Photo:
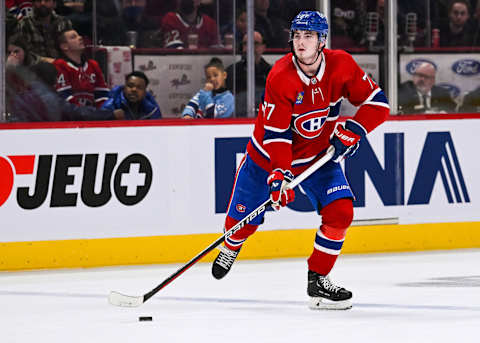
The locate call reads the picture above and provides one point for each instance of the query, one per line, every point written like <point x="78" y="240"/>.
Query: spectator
<point x="42" y="29"/>
<point x="38" y="100"/>
<point x="18" y="54"/>
<point x="80" y="80"/>
<point x="214" y="100"/>
<point x="471" y="102"/>
<point x="177" y="26"/>
<point x="348" y="23"/>
<point x="237" y="75"/>
<point x="458" y="30"/>
<point x="421" y="95"/>
<point x="133" y="99"/>
<point x="274" y="29"/>
<point x="19" y="8"/>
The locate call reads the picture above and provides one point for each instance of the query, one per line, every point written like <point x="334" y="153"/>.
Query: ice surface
<point x="408" y="297"/>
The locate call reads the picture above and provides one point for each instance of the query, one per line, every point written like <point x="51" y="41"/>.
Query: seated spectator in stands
<point x="238" y="72"/>
<point x="347" y="23"/>
<point x="275" y="30"/>
<point x="80" y="80"/>
<point x="214" y="100"/>
<point x="421" y="95"/>
<point x="178" y="26"/>
<point x="459" y="29"/>
<point x="133" y="99"/>
<point x="42" y="29"/>
<point x="471" y="102"/>
<point x="19" y="8"/>
<point x="37" y="100"/>
<point x="18" y="54"/>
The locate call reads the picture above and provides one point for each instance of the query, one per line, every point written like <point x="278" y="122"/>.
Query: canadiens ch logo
<point x="241" y="208"/>
<point x="309" y="125"/>
<point x="299" y="98"/>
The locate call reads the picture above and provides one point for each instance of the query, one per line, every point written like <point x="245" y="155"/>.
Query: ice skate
<point x="324" y="295"/>
<point x="224" y="261"/>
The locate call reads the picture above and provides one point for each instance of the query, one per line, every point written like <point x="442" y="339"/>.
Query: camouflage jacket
<point x="41" y="39"/>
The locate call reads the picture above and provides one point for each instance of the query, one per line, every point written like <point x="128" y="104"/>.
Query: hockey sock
<point x="336" y="218"/>
<point x="236" y="241"/>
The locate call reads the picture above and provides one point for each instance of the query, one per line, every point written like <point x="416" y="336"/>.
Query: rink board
<point x="157" y="192"/>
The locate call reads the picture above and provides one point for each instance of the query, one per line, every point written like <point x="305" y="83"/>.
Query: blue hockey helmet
<point x="311" y="21"/>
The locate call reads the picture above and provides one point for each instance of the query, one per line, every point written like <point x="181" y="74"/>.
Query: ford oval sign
<point x="466" y="67"/>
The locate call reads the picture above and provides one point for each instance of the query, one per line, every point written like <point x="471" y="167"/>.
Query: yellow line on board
<point x="262" y="245"/>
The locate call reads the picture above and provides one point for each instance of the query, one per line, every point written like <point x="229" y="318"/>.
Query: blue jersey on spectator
<point x="210" y="104"/>
<point x="148" y="108"/>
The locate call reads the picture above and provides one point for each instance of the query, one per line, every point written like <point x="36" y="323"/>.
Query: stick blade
<point x="122" y="300"/>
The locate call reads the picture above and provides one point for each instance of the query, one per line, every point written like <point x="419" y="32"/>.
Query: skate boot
<point x="224" y="261"/>
<point x="324" y="295"/>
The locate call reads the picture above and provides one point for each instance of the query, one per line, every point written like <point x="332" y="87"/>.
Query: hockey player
<point x="80" y="80"/>
<point x="296" y="123"/>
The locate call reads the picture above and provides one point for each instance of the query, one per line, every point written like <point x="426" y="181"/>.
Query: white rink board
<point x="181" y="199"/>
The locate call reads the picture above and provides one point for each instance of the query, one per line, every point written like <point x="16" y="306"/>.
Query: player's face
<point x="74" y="41"/>
<point x="216" y="77"/>
<point x="306" y="45"/>
<point x="135" y="89"/>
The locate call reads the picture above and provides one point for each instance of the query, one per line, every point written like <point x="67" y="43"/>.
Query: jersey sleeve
<point x="192" y="106"/>
<point x="224" y="106"/>
<point x="363" y="92"/>
<point x="277" y="114"/>
<point x="101" y="89"/>
<point x="64" y="83"/>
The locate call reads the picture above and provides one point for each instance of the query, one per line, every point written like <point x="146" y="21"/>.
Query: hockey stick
<point x="119" y="299"/>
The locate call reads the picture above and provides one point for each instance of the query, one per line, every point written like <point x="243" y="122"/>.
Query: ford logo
<point x="466" y="67"/>
<point x="452" y="89"/>
<point x="413" y="64"/>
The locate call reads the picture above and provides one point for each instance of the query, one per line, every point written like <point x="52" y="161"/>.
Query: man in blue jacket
<point x="133" y="98"/>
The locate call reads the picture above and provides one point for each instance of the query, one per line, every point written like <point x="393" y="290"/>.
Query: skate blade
<point x="325" y="304"/>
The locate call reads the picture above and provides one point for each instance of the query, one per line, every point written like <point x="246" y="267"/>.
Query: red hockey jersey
<point x="299" y="114"/>
<point x="82" y="85"/>
<point x="176" y="31"/>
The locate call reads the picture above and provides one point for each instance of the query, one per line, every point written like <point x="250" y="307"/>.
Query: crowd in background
<point x="57" y="32"/>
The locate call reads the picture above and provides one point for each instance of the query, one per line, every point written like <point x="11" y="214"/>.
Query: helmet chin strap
<point x="319" y="52"/>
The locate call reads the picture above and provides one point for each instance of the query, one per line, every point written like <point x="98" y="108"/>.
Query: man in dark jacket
<point x="133" y="98"/>
<point x="420" y="95"/>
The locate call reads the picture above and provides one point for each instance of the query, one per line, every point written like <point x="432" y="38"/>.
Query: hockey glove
<point x="280" y="194"/>
<point x="346" y="140"/>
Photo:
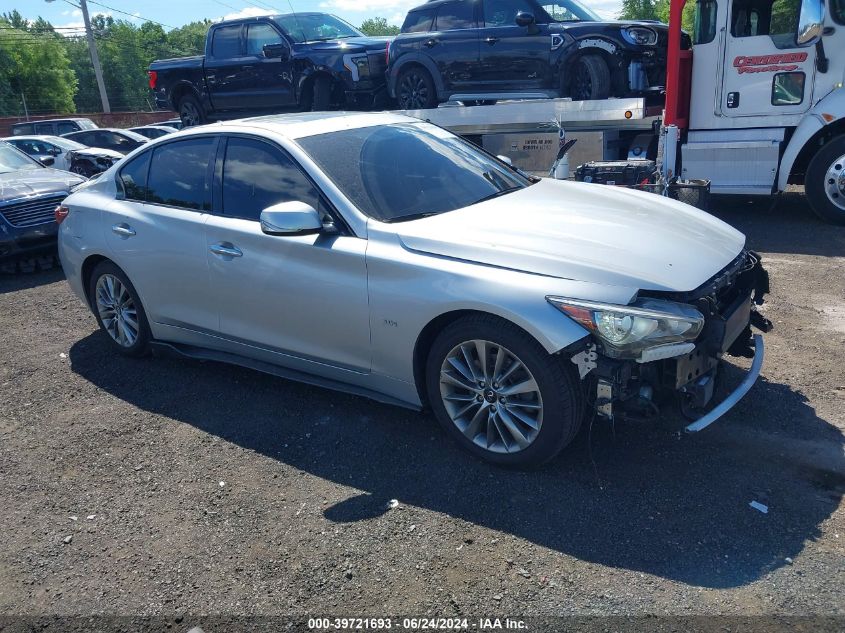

**EXERCISE DESCRIPTION**
Only the text of the listing above should be copied, exactly and with pictures left out.

**SOLUTION**
Photo:
The locate call reads the picture above and provides one point for each instance of the query, one per line, every point written like <point x="78" y="240"/>.
Query: spectator
<point x="42" y="29"/>
<point x="38" y="100"/>
<point x="18" y="54"/>
<point x="80" y="80"/>
<point x="214" y="100"/>
<point x="471" y="102"/>
<point x="177" y="26"/>
<point x="348" y="23"/>
<point x="237" y="75"/>
<point x="458" y="30"/>
<point x="421" y="95"/>
<point x="133" y="99"/>
<point x="274" y="29"/>
<point x="19" y="8"/>
The locate call reads the picture above and provides one point for each instance of the query, one per line, every point written like <point x="334" y="153"/>.
Query: ice surface
<point x="408" y="297"/>
The locate call reads the picture above and provides one point for each instance of the query, one per line, every point written like <point x="51" y="41"/>.
Query: seated spectator in stands
<point x="238" y="72"/>
<point x="347" y="23"/>
<point x="275" y="30"/>
<point x="80" y="80"/>
<point x="214" y="100"/>
<point x="421" y="95"/>
<point x="178" y="26"/>
<point x="459" y="29"/>
<point x="133" y="99"/>
<point x="42" y="29"/>
<point x="471" y="102"/>
<point x="19" y="8"/>
<point x="37" y="100"/>
<point x="18" y="54"/>
The locate call reads the picture above and provides one point for each instance of the query, one per line, every point written like <point x="278" y="122"/>.
Query: canadiens ch logo
<point x="241" y="208"/>
<point x="309" y="125"/>
<point x="299" y="98"/>
The locate call reads the picture above and provides one point for each instance of the query, one per line, every point written like <point x="245" y="155"/>.
Query: ice skate
<point x="324" y="295"/>
<point x="224" y="261"/>
The locate call reads the picture above and provides one point for each instance of the query, one per line, every point written like <point x="442" y="339"/>.
Query: camouflage jacket
<point x="41" y="39"/>
The locate call reads the picture above and provides one point for each instance of the query, one per line, every point written like <point x="128" y="104"/>.
Query: hockey sock
<point x="336" y="218"/>
<point x="236" y="241"/>
The locate call reads the picture above and provides one point for each instance of the query, one per line, every point written like <point x="416" y="336"/>.
Query: rink board
<point x="157" y="192"/>
The locate call reads the picture above and provides one point for each instance of the query, one per line, every point written like <point x="305" y="83"/>.
Query: blue hockey helmet
<point x="311" y="21"/>
The locate call reads the picture above and provides one point for each instance of the query, one per line, every point written like <point x="181" y="74"/>.
Query: ford oval sign
<point x="466" y="67"/>
The locate call reads the picture above and provides one point for each instance of the query, one per line, every point written like <point x="471" y="167"/>.
Query: yellow line on board
<point x="262" y="245"/>
The locate call reads the picture above and provides one point for each instance of the query, one per line, every point written like <point x="229" y="318"/>.
Query: blue jersey on spectator
<point x="210" y="104"/>
<point x="148" y="108"/>
The locate call reads the picture above and provides one point for each instance of the query, one per line, every point written like <point x="36" y="323"/>.
Query: stick blade
<point x="122" y="300"/>
The locate call reads the picture above and provides one point for each instance of the query, one per line, every point written like <point x="419" y="32"/>.
Query: skate boot
<point x="224" y="261"/>
<point x="324" y="295"/>
The locate call reads the picture above and provides one point for each instance of the query, one per line, every point written like <point x="332" y="87"/>.
Query: hockey player
<point x="80" y="80"/>
<point x="296" y="123"/>
The locate call reads the picture above and provides one point for each instance of the query, one per line, every point written like <point x="426" y="181"/>.
Query: white rink board
<point x="181" y="199"/>
The locate call reads the picture above and provides one point for each instance of the query, one per line, every point written like <point x="16" y="306"/>.
Query: player's face
<point x="74" y="41"/>
<point x="216" y="77"/>
<point x="306" y="45"/>
<point x="135" y="89"/>
The locate call reads the picture above and provides one point for each instance of the query, one per line, every point written like <point x="67" y="43"/>.
Query: jersey sleeve
<point x="192" y="106"/>
<point x="224" y="106"/>
<point x="363" y="92"/>
<point x="277" y="114"/>
<point x="101" y="89"/>
<point x="64" y="83"/>
The locate call reads the picture above and provides one point for each instance of the query, one per line, every point written like <point x="146" y="21"/>.
Query: hockey stick
<point x="119" y="299"/>
The locate call reads the picture above and provides one point for each instance of the query, one per line, every point written like <point x="243" y="122"/>.
Query: ford logo
<point x="466" y="67"/>
<point x="452" y="89"/>
<point x="413" y="64"/>
The locate call reads the picture above and provides one point for each instance of the query, one per line, every point written like <point x="52" y="161"/>.
Query: man in blue jacket
<point x="133" y="98"/>
The locate call reads the picture above and provides one point for each instance of the query, one per line, every point written like <point x="393" y="290"/>.
Query: skate blade
<point x="325" y="304"/>
The locate call reads the picture above and provides one point for each instance of the query, one per line, every point written like <point x="246" y="267"/>.
Query: red hockey jersey
<point x="299" y="114"/>
<point x="82" y="85"/>
<point x="176" y="31"/>
The locate call reads the picture above and provides one point for each instance of the query, one per line, every point written like <point x="250" y="307"/>.
Query: crowd in background
<point x="57" y="32"/>
The locate call reads the picture above and provides one point for each instance of the query, one per line, every point written like <point x="11" y="214"/>.
Query: helmet chin strap
<point x="319" y="52"/>
The locate call reads the picture above and provides one point for each instance of the query, one per line, every point written like <point x="98" y="108"/>.
Query: man in dark jacket
<point x="133" y="98"/>
<point x="420" y="95"/>
The locate call reads the picture above and provides one point for each instance of the query, one per line, every point written like <point x="432" y="38"/>.
Query: hockey glove
<point x="280" y="194"/>
<point x="346" y="140"/>
Photo:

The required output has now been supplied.